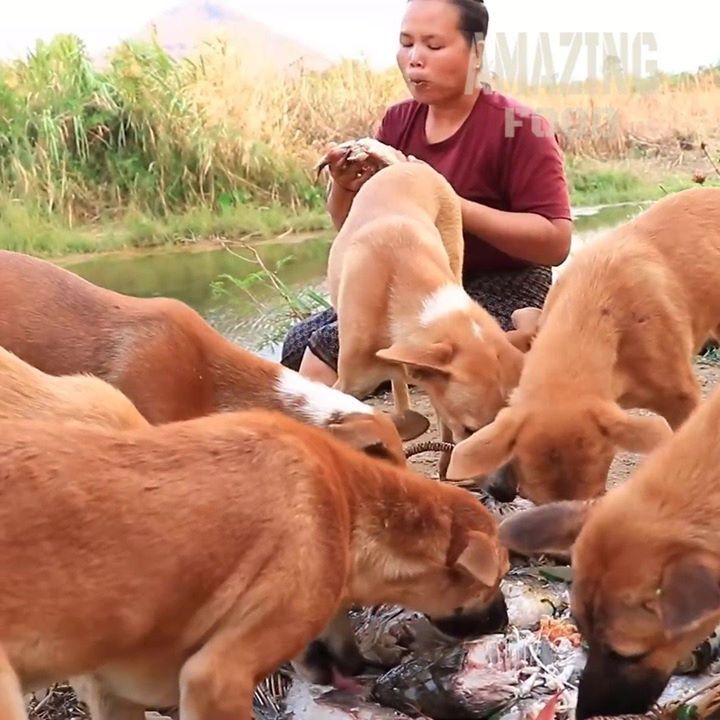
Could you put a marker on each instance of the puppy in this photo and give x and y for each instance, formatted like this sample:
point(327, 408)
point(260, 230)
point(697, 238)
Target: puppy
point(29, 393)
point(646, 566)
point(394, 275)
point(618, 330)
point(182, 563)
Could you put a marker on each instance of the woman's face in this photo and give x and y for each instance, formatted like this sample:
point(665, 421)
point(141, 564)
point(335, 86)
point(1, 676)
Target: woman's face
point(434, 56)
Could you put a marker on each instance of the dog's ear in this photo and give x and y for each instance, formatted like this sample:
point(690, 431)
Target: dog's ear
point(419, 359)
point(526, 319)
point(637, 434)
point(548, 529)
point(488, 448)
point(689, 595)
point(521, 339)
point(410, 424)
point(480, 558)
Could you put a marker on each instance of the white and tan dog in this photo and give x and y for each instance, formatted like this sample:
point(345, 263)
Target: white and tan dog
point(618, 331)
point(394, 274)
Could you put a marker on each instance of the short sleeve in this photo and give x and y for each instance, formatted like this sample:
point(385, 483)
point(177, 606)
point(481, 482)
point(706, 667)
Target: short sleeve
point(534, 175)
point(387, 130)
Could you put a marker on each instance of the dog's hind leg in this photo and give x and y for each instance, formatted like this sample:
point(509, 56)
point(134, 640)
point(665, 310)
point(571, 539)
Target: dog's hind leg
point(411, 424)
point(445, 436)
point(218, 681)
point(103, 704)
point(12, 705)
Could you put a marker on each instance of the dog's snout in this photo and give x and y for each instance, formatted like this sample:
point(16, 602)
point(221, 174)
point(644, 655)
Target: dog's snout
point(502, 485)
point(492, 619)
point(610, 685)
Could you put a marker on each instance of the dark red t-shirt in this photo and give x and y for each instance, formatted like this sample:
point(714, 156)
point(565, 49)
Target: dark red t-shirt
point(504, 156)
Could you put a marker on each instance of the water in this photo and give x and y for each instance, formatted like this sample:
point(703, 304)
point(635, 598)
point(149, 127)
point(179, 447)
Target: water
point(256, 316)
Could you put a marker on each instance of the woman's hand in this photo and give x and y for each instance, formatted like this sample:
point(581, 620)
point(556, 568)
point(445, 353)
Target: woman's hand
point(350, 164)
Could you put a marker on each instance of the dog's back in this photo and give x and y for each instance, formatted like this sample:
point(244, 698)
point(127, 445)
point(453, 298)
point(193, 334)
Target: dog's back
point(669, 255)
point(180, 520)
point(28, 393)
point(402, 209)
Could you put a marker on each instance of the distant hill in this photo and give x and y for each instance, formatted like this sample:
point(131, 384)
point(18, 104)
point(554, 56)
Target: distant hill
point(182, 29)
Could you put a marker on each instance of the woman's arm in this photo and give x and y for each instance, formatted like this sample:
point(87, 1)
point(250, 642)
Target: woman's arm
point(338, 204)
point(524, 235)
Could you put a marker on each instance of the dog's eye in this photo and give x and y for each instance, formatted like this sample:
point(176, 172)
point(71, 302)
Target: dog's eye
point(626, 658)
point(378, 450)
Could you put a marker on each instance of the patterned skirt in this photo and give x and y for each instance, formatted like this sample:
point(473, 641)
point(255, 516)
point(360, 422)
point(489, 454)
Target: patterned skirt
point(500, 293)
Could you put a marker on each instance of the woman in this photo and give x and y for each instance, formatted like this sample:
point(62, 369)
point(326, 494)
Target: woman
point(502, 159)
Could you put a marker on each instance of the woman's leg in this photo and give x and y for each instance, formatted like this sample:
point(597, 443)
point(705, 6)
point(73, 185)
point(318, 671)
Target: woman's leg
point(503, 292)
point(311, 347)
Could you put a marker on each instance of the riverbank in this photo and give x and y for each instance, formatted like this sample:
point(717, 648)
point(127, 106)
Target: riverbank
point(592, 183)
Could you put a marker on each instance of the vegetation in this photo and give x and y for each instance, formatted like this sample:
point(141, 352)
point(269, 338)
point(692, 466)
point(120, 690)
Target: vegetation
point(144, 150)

WORK REQUIRED → Write out every line of the records above as a JSON list of strings, one string per line, with blank lines omitted. Leave the pictures out of the list.

FINISHED EXERCISE →
[
  "Could you put a marker on each instance of the puppy in this photo and give x and y for each instance, formatted like this sample:",
  "point(327, 408)",
  "point(260, 230)",
  "point(697, 238)",
  "Target: puppy",
  "point(29, 393)",
  "point(646, 566)",
  "point(394, 275)",
  "point(618, 330)",
  "point(182, 563)",
  "Could you put a marker on each instance of the woman's face in this photo and give x and y for each instance, formatted like this sample:",
  "point(665, 421)",
  "point(141, 564)",
  "point(335, 86)",
  "point(1, 676)",
  "Target: woman's face",
  "point(434, 56)",
  "Could you put a marker on each instance of the dog's ear in this photo and give x and y for each instance, formatted like this sample:",
  "point(690, 431)",
  "Target: dog's ear",
  "point(419, 359)",
  "point(526, 319)",
  "point(637, 434)",
  "point(548, 529)",
  "point(488, 448)",
  "point(689, 595)",
  "point(521, 339)",
  "point(410, 424)",
  "point(480, 558)",
  "Could you put a marker on each instance of the white and tan dog in this photo and give x and y for each instance, formatted like this sample:",
  "point(345, 263)",
  "Target: white and tan dog",
  "point(618, 331)",
  "point(394, 274)",
  "Could you put a marker on each instance of the short sleeve in this photo and give x and y for each instance, formatted like this sample:",
  "point(385, 483)",
  "point(177, 606)",
  "point(481, 482)",
  "point(706, 667)",
  "Target: short sleeve",
  "point(534, 175)",
  "point(387, 130)",
  "Could you put a marker on each instance of the dog's hind leg in this photo and give x and y for each instance, formatted like this sample:",
  "point(509, 56)",
  "point(134, 640)",
  "point(665, 310)",
  "point(571, 539)",
  "Target: dog's hind leg",
  "point(411, 424)",
  "point(445, 436)",
  "point(218, 681)",
  "point(103, 704)",
  "point(12, 705)",
  "Could you put a marker on each instance of the dog's snout in this photo and give x and y for each instance, formatted like this sample:",
  "point(16, 602)",
  "point(221, 174)",
  "point(644, 655)",
  "Target: dog's snout",
  "point(502, 485)",
  "point(492, 619)",
  "point(610, 685)",
  "Could you put a marker on each instance of the dark red t-shirt in this photo and give x and y for each instance, formatted like this sample:",
  "point(714, 156)",
  "point(565, 49)",
  "Target: dark red t-shirt",
  "point(504, 156)",
  "Could you put a marker on each instance of the water in this photo and give x and y for each instance, formatted like this sample:",
  "point(703, 304)",
  "point(635, 598)",
  "point(149, 127)",
  "point(179, 447)",
  "Target: water",
  "point(256, 316)",
  "Could you put a marker on each instance of the woman's hand in this photo and give x and y for each instance, formatted like this sample:",
  "point(581, 620)",
  "point(556, 568)",
  "point(445, 353)",
  "Target: woman's hand",
  "point(350, 164)",
  "Could you put a marker on each instance of the dog's back in this photo and give x and y for each instance, formatted like this sample:",
  "point(244, 698)",
  "point(127, 445)",
  "point(453, 298)",
  "point(193, 334)",
  "Target: dog's back",
  "point(669, 255)",
  "point(180, 520)",
  "point(28, 393)",
  "point(402, 209)",
  "Could you put a marker on each instance of the distant hill in this photo and give x and y for each instance, formatted like this sample:",
  "point(131, 384)",
  "point(18, 104)",
  "point(554, 56)",
  "Target: distant hill",
  "point(182, 29)",
  "Could you put a marker on each instance of the woman's arm in this photo and give x and y for each instance, formatted like this sample:",
  "point(87, 1)",
  "point(250, 642)",
  "Target: woman's arm",
  "point(338, 204)",
  "point(524, 235)",
  "Could you put a marker on each instance of the dog's eye in this photo and give x and y for each instance, formatted like this sample:",
  "point(176, 172)",
  "point(71, 302)",
  "Target: dog's eye",
  "point(626, 658)",
  "point(378, 450)",
  "Could you put a marker on each instance of the patterned skirt in this photo and give x and y for each instance, formatted like this sample:",
  "point(473, 641)",
  "point(255, 516)",
  "point(360, 422)",
  "point(489, 454)",
  "Target: patterned skirt",
  "point(500, 293)",
  "Could you put a marker on each instance of the woman in this photo and give x and y for each instance, formatted like this sample:",
  "point(62, 369)",
  "point(326, 494)",
  "Target: woman",
  "point(502, 159)",
  "Could you put a marker on each instance of the woman's leg in this photo and give x and y for each instance, formatted like this sample:",
  "point(597, 443)",
  "point(705, 6)",
  "point(73, 185)",
  "point(318, 671)",
  "Target: woman's leg",
  "point(503, 292)",
  "point(311, 347)",
  "Could you put a marker on each instance of the riverbank in this photo and give x and y for each instance, formatted like this sample:",
  "point(717, 648)",
  "point(127, 106)",
  "Target: riverbank",
  "point(592, 183)",
  "Could you put a marker on each instance of the vegetation in this photo and give x and y for each instance, formatted like this sample:",
  "point(141, 352)",
  "point(269, 338)",
  "point(692, 466)",
  "point(120, 690)",
  "Target: vegetation",
  "point(144, 150)"
]